• **ПРЕДОСТАВЛЕННЫЙ ТЕКСТ**:
....................

Вспоминается Шекспировский симпозиум 1972 г. в ТГУ. В нем участвовали корифеи – Григорий Козинцев, постановщик «Гамлета» с Иннокентием Смоктуновским в главной роли, исследователи и переводчики. Всех поразил Л. Пинский, друг В. Шаламова, В. Ерофеева, Е. Гинзбург, В. Некрасова, Н. Мандельштам, М. Бахтина. Среди его энциклопедических интересов выделялась литература Возрождения. Диссидент, многократно арестованный, прошедший через многие лагеря и ссылку, автор известнейших работ по Шекспиру и Сервантесу. О Возрождении после его доклада «Магистральный сюжет комедий Шекспира» и возник спор – можно ли говорить о реализме в ту эпоху, или реализм как направление принадлежит XIX и XX столетиям. Небольшого роста, полноватый, со следами страданий на лице, Леонид Ефимович с неподдельным пафосом воскликнул: «Реализм был и у Гомера. По его „Илиаде“ Шлиман раскопал и исследовал Трою. Так вот, если Гомер не реалист, если Шекспир не реалист, а Анатолий Софронов (романист, в то время один из «генералов» Союза писателей СССР. – М. Ф.) реалист, то да здравствует антиреализм!» Такой выпад в начале 1970-х, пожалуй, был возможен только в Грузии. Для формирования миросознания филологической молодежи эта дискуссия была весьма продуктивной. Так что и обращение к творчеству Шекспира требовало дерзости, а уж XX в. был просто опасной зоной, и это словосочетание можно употребить без кавычек.

....................

• **ЗАПИСАННЫЕ ДАННЫЕ**:
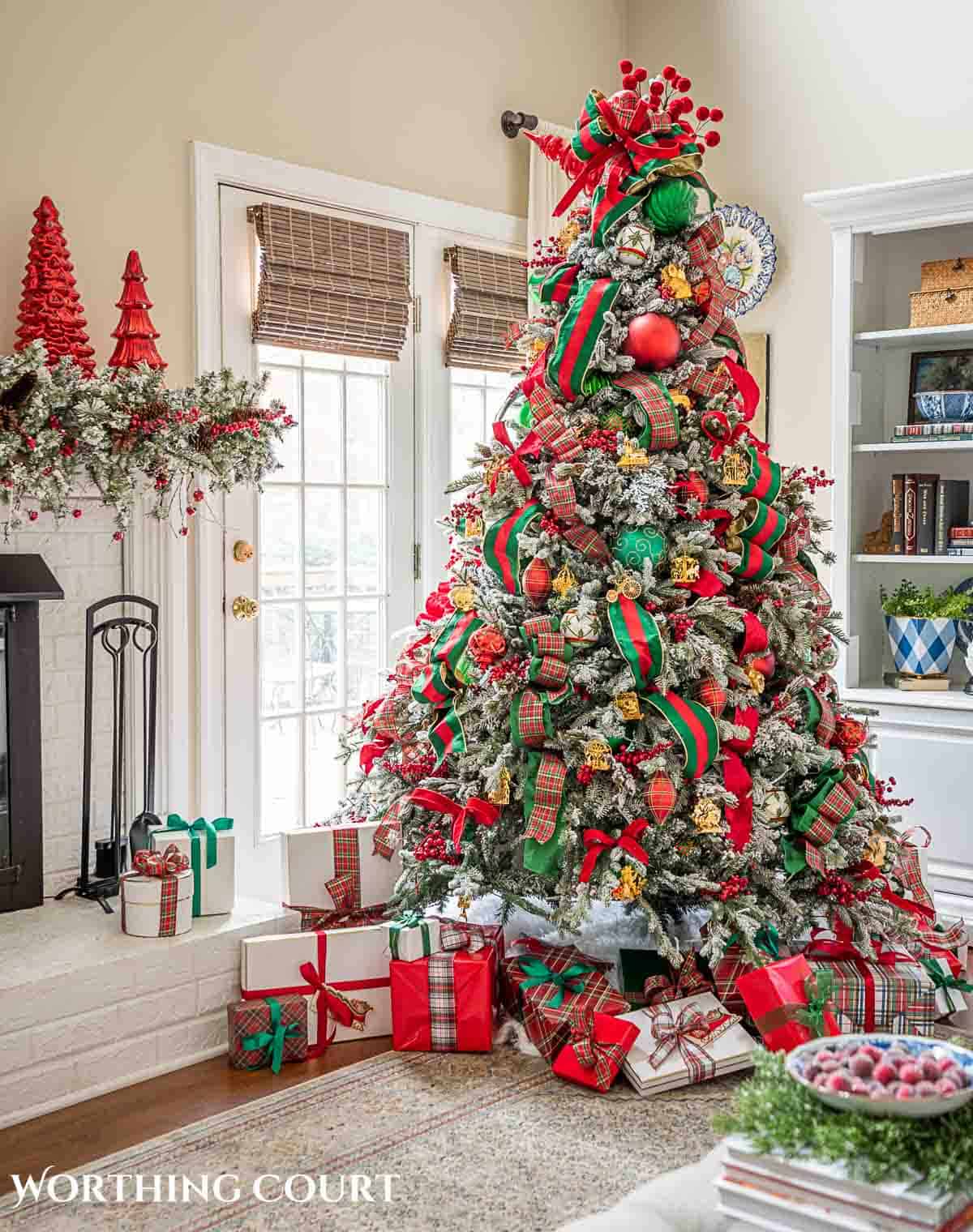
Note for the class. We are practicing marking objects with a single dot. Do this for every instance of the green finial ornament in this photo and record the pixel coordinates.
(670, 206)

....................

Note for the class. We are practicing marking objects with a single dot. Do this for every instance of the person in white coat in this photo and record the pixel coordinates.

....................

• **ПИСЬМЕННОЕ ЗАДАНИЕ**:
Ответьте на вопросы по тексту о Шекспировском симпозиуме.
(а) В каком году и где прошел Шекспировский симпозиум?
(б) Как назывался доклад Л. Пинского?
(в) Кто, по словам Пинского, раскопал Трою по «Илиаде»?
Материал никак не связан с текстом.

• **РЕЗУЛЬТАТ ЗАДАНИЯ**:
(а) В 1972 году, в ТГУ.
(б) «Магистральный сюжет комедий Шекспира».
(в) Шлиман.